[Consigne 1] D'après le texte fourni, à quoi doit-on l'absence de pénurie ?

La loi
de l’offre et de la demande s’est vue laisser libre cours –
du moins partiellement – sur les marchés de
l’énergie, d’où par exemple les fluctuations du prix
du carburant. Une forte demande, couplée à un renforcement des
restrictions régulatrices relatives à l’offre suite aux
récents ouragans, ont entraîné une hausse du prix du
carburant. A mesure que les raffineries endommagées par les ouragans
ont été réparées, les prix ont recommencé
à chuter.
Nous
n’avons souffert d’aucune pénurie et ce, grâce
à l’absence de contrôle de prix, bien que le
Congrès se donne actuellement beaucoup de mal pour faire changer les
choses. Poussé à agir par un public économiquement
ignorant, le Congrès a récemment tenu l’une de ses
Grandes Inquisitions périodiques et demandé aux gérants
de sociétés pétrolières comment ils osaient tirer
profit du système Américain de libre-entreprise.

[Consigne 2] Renvoie toutes les lignes des entrées qui contiennent la chaîne "hand".

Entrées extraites
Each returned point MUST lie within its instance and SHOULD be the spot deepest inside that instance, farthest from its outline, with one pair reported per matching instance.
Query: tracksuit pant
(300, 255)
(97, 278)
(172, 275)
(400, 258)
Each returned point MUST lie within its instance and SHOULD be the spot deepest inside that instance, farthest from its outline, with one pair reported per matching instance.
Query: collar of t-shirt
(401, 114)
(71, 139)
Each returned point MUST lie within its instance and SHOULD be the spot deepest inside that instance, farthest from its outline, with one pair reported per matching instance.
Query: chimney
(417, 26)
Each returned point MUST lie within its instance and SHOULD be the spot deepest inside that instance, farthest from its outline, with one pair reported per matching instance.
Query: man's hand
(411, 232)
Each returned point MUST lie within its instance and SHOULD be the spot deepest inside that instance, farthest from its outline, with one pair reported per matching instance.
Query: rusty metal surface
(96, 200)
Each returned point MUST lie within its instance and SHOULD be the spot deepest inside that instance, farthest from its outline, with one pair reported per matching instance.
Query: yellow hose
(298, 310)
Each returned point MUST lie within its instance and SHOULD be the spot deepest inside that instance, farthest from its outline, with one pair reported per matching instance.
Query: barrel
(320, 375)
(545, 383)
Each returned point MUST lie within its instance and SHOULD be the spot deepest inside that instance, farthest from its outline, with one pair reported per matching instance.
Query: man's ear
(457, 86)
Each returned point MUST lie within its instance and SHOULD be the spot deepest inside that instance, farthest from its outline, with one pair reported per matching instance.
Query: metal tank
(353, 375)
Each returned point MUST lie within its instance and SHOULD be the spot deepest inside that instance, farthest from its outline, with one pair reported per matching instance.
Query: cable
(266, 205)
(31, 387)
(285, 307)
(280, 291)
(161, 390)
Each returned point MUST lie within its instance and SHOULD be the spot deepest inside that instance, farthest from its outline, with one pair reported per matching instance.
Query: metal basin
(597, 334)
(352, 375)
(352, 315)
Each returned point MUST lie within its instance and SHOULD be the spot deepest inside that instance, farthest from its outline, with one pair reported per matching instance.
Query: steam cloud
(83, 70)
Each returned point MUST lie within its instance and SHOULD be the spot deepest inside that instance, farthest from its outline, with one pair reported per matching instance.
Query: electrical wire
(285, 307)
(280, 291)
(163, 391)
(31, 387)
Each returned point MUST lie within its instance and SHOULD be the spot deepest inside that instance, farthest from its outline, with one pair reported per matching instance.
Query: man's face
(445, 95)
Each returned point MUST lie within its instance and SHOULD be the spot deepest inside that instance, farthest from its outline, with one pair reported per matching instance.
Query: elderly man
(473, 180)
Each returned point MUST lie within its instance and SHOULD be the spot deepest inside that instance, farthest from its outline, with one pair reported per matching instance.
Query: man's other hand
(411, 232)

[Réponse 1] À l'absence de contrôle de prix.

[Réponse 2]
Query: man's hand
Query: man's other hand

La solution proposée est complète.